◆ **Text segment**:
..........
Need For TICP Approach in Human Services
- info9420549
- Oct 15, 2024
- 5 min read

The Productivity Commission (2016) was tasked with preparing a report examining the potential for increased efficiency in human services through competition and user choice, following directives from then Treasurer Scott Morrison. The subsequent stresses, tragedies, and financial ramifications associated with the Robodebt scheme highlight the need for integrating trauma-informed frameworks and policies across the social sector (RANZP, 2023; Human Rights Commission, 2024).
The Commission did not consider trauma-informed care and practice (TICP) as a strategy to alleviate service burdens, reduce worker burnout, mitigate secondary (vicarious) trauma, or improve individual outcomes and national productivity (Productivity Commission, 2020; Bateman et al., 2014).
Robodebt cost taxpayers over half a billion dollars for implementation, with additional compensation costs resulting from a class action amounting to twice this figure (Henriques-Gomes, 2021). The Royal Commission confirmed that Robodebt was "a crude and cruel mechanism, neither fair nor legal… people were traumatised," labelling it "a costly failure of public administration in both human and economic terms" (Albanese, 2023). The Royal Australian and New Zealand College of Psychiatrists (RANZCP) recommended that Services Australia adopt trauma-informed approaches for managing claims from individuals reporting mental health conditions and First Nations people (guided by lived experience), and that trauma-informed practice be integrated into training, recruitment, and funding (RANZCP, 2023).
According to Kezelman (2021), TICP is a strengths-oriented framework grounded in core principles: safety, trustworthiness, choice, collaboration, empowerment, and respect for diversity. It emphasises the principle of “do no harm,” highlighting the importance of avoiding re-traumatisation and refraining from attributing blame for trauma responses. Instead, TICP promotes a message of hope and optimism about the potential for recovery. In this framework, trauma survivors are recognised as “unique individuals who have experienced extremely abnormal situations” and managing their circumstances as best they can (Kezelman, 2021).
This approach shifts the focus from diagnostic labels to understanding the experiences of trauma survivors, recognising emotional, relational, and physical symptoms that are often overlooked (Kezelman & Stavropoulos, 2019). To implement best practices for working with trauma survivors (Evans & Coccoma, 2014), comprehensive policy reforms are necessary (see Bateman et al., 2014; Wall et al., 2016; McNaughton et al., 2022). While TICP has gained international momentum since the mid-1990s, health and human service practitioners in Australia have been slow to adapt (McNaughton et al., 2022; Bateman et al., 2014).
..........
◆ **Source material**:

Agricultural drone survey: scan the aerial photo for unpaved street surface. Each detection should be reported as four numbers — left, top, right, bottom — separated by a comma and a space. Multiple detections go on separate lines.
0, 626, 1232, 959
..........
◆ **Work instruction**:
Answer these questions from the article on trauma-informed care in human services.
1. At whose direction was the Productivity Commission tasked with its 2016 report?
2. Which core principles does Kezelman (2021) name as the basis of TICP?
3. Since when has TICP been gaining international momentum?

◆ **Answer space**:
1. Then Treasurer Scott Morrison.
2. Safety, trustworthiness, choice, collaboration, empowerment, and respect for diversity.
3. Since the mid-1990s.